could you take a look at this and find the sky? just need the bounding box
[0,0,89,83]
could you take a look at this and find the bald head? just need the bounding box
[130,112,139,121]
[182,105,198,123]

• _AIM OF THE EXERCISE_: Print nothing but the lines from the one that contains "could you take a look at this and find the bald" to the final line of the data, both included, exactly as they read.

• _TASK RESULT_:
could you take a look at this and find the bald head? just need the bounding box
[130,112,139,121]
[182,105,198,123]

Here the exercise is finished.